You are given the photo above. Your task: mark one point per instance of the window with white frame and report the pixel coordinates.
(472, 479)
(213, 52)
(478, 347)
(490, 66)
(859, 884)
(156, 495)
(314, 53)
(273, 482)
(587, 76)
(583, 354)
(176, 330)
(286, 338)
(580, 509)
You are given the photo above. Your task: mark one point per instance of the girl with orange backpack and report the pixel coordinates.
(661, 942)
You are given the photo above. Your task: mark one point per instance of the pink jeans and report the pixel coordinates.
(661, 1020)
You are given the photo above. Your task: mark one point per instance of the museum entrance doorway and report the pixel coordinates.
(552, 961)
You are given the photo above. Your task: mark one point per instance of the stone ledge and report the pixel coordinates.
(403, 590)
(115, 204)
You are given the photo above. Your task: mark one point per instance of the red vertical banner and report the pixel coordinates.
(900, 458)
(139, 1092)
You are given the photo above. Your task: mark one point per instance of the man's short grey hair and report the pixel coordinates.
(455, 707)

* ASSIGNMENT:
Copy every line above once more, precisely as it reads.

* TASK RESPONSE:
You are given the photo above. Your task: mark one point per instance of the window with white frame and report the pixel coordinates.
(472, 479)
(213, 52)
(478, 347)
(490, 66)
(859, 884)
(156, 495)
(314, 53)
(273, 482)
(587, 76)
(583, 354)
(176, 330)
(286, 338)
(580, 509)
You are given the photo above. Your task: mark one point per instance of the girl with orange backpack and report the pixel coordinates.
(661, 942)
You are given the photo above. Your task: mark one point per instance of the pink jeans and report the pixel coordinates.
(661, 1020)
You are given the photo above. Your task: mark one point per instance of the museum entrance doorway and report the pixel coordinates.
(552, 961)
You are given the photo above. Your task: mark one point per instance of the stone ledge and report the pixel coordinates.
(403, 590)
(115, 204)
You are given the photo above. Your task: mark one point per instance of the red vertical banner and report the pixel coordinates.
(900, 458)
(139, 1092)
You are given the photo above. Your task: mark one point per instance of the man's short grey hair and report the pixel coordinates.
(455, 707)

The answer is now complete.